**TASK STATEMENT:**
Reproduce the records below word for word, from the line with "Report one point per instance of the green leaves" to the line with "[(3, 25), (2, 54)]", including both of those lines.

**SOURCE RECORDS:**
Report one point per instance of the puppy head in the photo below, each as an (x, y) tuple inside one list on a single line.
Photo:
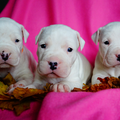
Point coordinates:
[(11, 42), (57, 50), (109, 43)]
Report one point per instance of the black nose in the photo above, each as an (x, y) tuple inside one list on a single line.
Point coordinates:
[(53, 65), (4, 56)]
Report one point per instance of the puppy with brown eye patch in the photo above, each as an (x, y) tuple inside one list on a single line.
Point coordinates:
[(59, 62), (15, 58), (107, 61)]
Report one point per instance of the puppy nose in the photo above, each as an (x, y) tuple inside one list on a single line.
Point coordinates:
[(118, 57), (53, 65), (4, 56)]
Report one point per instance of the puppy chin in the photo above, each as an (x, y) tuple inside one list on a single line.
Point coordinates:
[(5, 65), (52, 75)]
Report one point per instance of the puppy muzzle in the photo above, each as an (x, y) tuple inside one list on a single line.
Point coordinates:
[(9, 54)]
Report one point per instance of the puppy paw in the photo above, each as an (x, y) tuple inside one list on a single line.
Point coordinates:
[(13, 86), (59, 88)]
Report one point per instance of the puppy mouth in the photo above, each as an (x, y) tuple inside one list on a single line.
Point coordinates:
[(53, 75), (5, 65)]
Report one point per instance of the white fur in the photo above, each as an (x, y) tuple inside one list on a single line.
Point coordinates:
[(20, 63), (73, 68), (106, 63)]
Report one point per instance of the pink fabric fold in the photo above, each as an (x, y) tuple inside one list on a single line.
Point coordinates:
[(103, 105), (85, 17)]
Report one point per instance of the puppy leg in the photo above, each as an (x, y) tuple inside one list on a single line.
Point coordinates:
[(20, 84), (59, 87)]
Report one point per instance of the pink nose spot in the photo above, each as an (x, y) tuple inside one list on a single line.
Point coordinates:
[(53, 65)]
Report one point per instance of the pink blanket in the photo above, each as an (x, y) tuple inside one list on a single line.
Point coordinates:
[(85, 16)]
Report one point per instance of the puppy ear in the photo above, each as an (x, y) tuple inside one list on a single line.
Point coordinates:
[(37, 37), (24, 33), (95, 36), (81, 41)]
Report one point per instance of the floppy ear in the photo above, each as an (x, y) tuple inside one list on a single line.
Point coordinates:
[(37, 37), (81, 41), (24, 33), (95, 36)]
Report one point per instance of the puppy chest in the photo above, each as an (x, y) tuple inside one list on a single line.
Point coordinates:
[(115, 71)]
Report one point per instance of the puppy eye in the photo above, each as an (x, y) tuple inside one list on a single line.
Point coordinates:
[(17, 40), (43, 46), (69, 49), (106, 43)]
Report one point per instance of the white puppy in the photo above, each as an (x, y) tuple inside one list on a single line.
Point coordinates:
[(15, 58), (59, 62), (107, 62)]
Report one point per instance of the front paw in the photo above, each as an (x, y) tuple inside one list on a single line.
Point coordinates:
[(13, 86), (59, 88)]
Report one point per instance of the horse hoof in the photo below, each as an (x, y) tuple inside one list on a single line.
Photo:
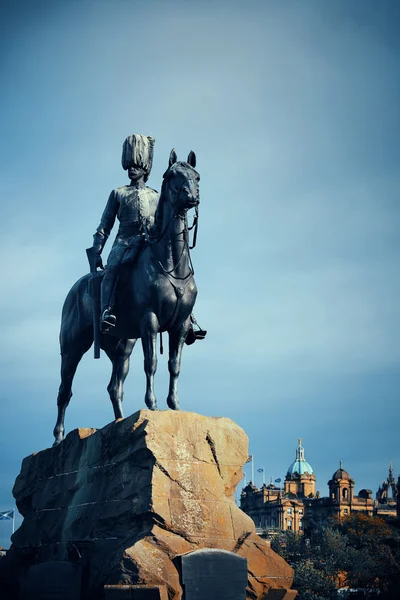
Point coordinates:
[(151, 404), (173, 404)]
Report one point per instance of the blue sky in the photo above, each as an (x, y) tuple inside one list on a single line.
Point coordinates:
[(293, 111)]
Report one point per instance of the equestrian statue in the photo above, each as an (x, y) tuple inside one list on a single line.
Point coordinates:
[(147, 286)]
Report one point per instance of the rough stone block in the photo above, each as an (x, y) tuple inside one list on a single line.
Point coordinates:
[(137, 494)]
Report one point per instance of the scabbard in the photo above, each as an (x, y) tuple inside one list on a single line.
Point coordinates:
[(95, 289)]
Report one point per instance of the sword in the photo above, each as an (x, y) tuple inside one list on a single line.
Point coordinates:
[(92, 258)]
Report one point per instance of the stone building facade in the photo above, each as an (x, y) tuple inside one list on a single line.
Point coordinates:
[(298, 506)]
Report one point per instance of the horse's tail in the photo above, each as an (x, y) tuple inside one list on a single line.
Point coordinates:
[(76, 317)]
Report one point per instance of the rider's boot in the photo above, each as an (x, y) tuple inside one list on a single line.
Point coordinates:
[(194, 334), (108, 318)]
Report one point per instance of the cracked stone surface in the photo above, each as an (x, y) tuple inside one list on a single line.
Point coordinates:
[(140, 492)]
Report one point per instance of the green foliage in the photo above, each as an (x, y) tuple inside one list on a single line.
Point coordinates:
[(358, 552)]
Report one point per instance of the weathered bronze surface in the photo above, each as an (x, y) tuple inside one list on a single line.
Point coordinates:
[(156, 290)]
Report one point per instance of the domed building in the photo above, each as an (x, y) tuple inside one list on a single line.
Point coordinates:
[(298, 506), (300, 477), (386, 496)]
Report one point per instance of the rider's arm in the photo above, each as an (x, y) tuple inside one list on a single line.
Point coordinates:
[(106, 223)]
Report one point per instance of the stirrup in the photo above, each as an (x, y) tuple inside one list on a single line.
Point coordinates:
[(193, 335), (200, 334), (108, 321)]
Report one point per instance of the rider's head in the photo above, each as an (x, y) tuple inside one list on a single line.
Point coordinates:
[(137, 156)]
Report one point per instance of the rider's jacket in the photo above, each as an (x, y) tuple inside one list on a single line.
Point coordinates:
[(132, 207)]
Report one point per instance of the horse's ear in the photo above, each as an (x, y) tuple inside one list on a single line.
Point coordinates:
[(192, 159), (172, 157)]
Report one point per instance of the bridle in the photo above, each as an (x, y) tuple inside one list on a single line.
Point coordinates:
[(178, 284)]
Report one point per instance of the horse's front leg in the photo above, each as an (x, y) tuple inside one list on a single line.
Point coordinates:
[(177, 338), (149, 329)]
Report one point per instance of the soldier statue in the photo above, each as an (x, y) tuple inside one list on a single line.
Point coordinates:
[(135, 206)]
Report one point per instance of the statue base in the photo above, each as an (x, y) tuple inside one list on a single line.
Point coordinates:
[(125, 501)]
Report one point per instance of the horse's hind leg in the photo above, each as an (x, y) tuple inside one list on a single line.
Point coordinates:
[(119, 354), (149, 329), (69, 363), (177, 338)]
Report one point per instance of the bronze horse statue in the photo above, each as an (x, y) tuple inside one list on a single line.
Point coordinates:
[(154, 294)]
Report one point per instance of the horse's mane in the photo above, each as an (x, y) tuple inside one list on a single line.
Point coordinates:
[(177, 167)]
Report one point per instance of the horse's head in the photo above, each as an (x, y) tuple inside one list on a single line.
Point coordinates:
[(181, 183)]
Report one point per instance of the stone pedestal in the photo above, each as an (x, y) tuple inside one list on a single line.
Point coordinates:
[(138, 493)]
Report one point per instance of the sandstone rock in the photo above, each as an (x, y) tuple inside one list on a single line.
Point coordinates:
[(140, 492)]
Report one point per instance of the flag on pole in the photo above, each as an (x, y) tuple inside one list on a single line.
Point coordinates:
[(8, 515)]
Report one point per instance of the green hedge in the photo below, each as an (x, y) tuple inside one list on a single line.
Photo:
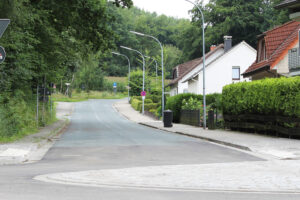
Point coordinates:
[(174, 103), (135, 103), (280, 96), (151, 106)]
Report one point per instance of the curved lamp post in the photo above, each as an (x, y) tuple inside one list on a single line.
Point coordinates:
[(203, 38), (119, 54), (155, 68), (162, 68), (130, 49)]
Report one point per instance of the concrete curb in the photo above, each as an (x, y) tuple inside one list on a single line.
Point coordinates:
[(203, 138), (37, 146), (237, 146)]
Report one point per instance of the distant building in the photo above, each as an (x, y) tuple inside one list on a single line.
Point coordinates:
[(224, 65), (183, 71), (277, 53)]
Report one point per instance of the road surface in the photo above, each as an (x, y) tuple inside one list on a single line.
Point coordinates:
[(100, 138)]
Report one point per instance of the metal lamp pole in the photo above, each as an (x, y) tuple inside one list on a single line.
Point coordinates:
[(130, 49), (155, 68), (162, 69), (203, 51), (119, 54)]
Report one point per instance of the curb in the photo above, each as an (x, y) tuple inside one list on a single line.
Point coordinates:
[(203, 138), (47, 143), (39, 148)]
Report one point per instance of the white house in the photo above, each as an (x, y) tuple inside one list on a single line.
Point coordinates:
[(224, 69), (185, 70)]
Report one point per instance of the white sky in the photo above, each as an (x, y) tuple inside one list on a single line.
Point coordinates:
[(174, 8)]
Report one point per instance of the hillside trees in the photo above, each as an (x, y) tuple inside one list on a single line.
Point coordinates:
[(242, 19), (47, 40)]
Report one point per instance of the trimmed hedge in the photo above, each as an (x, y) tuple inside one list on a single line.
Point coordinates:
[(135, 103), (280, 96), (151, 106), (174, 103)]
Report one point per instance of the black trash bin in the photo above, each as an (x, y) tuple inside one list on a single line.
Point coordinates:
[(168, 118), (211, 120)]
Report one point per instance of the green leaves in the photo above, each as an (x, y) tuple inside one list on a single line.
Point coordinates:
[(265, 97)]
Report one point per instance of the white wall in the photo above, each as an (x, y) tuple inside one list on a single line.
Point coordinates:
[(185, 86), (219, 73), (283, 65)]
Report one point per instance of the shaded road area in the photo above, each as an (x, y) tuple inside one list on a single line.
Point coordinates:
[(99, 138)]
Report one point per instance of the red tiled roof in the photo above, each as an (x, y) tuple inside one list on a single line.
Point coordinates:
[(277, 42), (185, 68)]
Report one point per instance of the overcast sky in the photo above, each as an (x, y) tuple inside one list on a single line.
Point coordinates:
[(174, 8)]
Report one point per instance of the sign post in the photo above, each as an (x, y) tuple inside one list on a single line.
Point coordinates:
[(115, 88), (143, 94), (3, 26), (2, 54)]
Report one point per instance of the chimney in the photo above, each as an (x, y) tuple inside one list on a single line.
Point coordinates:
[(212, 47), (227, 42)]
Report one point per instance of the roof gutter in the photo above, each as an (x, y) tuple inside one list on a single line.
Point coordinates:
[(265, 68)]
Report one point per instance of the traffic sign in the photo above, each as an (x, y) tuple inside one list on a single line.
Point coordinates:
[(3, 25), (2, 54)]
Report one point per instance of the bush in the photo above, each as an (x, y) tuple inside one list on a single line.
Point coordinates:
[(191, 104), (155, 98), (278, 96), (175, 103), (136, 82), (147, 101), (135, 103)]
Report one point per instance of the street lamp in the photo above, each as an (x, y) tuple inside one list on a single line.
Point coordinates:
[(155, 68), (130, 49), (119, 54), (203, 57), (162, 68)]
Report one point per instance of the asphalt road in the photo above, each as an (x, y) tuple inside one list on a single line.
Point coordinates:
[(99, 138)]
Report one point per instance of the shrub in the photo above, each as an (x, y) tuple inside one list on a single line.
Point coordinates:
[(191, 104), (147, 101), (151, 106), (175, 103), (278, 96), (135, 103), (154, 98)]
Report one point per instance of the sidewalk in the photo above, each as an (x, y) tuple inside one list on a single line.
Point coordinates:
[(33, 147), (264, 146)]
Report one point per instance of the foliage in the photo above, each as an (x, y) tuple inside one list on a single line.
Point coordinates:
[(265, 97), (242, 19), (83, 96), (191, 104), (136, 82), (135, 103), (175, 104), (48, 41)]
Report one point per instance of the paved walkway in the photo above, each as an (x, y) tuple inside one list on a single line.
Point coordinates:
[(33, 147), (265, 146)]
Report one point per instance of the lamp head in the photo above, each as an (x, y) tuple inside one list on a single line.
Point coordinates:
[(137, 33)]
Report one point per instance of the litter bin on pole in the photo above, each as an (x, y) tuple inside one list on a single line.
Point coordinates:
[(211, 120), (168, 118)]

**FINISHED EXERCISE:**
Report one point per instance of the green leaves in the photo above, each as an (x, y) tuple inside one list on a single line.
Point coordinates:
[(265, 97)]
Report one point per instance of the white wall in the photo above, each as an (x, y) tuple inside one list on a single line.
Point coordinates:
[(185, 86), (219, 73), (283, 65)]
Report one point per instance of the shaded road area in the photo above, each as an (x, y) tuple inside one list on a single line.
Point coordinates:
[(99, 138)]
Report one point per instance of the red tiled roof in the photo above, each as an (x, y) tuple inside one list on a single line.
Point coordinates:
[(277, 42), (185, 68)]
Report one point per instance of the overcast sky in the photo above, each as an (x, y) tuple inside one list on a single line.
Point coordinates:
[(174, 8)]
Report one point per instance of the sign post in the photo above, each as an (x, y) tuple inside one list on a single line.
Point coordinates:
[(115, 88), (143, 94), (3, 26), (2, 54)]
Report one point per instance of the chimney in the photo above, each as an (x, y) tuple inside one list on a single line.
Point coordinates:
[(212, 47), (227, 42)]
Report one point per instance of the roof gutter in the photo above, each as an (x, y) tuple inside one list on a single line.
Point coordinates:
[(265, 68)]
Report one point per instance of the traffic sign in the photo above, each as an (x, y) tuple inside one list on a single line.
Point coordinates:
[(3, 25), (2, 54)]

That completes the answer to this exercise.